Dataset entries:

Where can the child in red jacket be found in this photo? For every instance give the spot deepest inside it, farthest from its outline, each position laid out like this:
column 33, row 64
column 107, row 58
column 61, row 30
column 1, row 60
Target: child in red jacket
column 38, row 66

__Directions for this task__: Each entry above should be repeated exactly, with no line left out.

__Response for this exercise__:
Where can the child in red jacket be found in this photo? For every instance give the spot deepest inside it, farthest from its outline, each position laid out like this:
column 33, row 64
column 107, row 58
column 61, row 30
column 1, row 60
Target: child in red jacket
column 38, row 66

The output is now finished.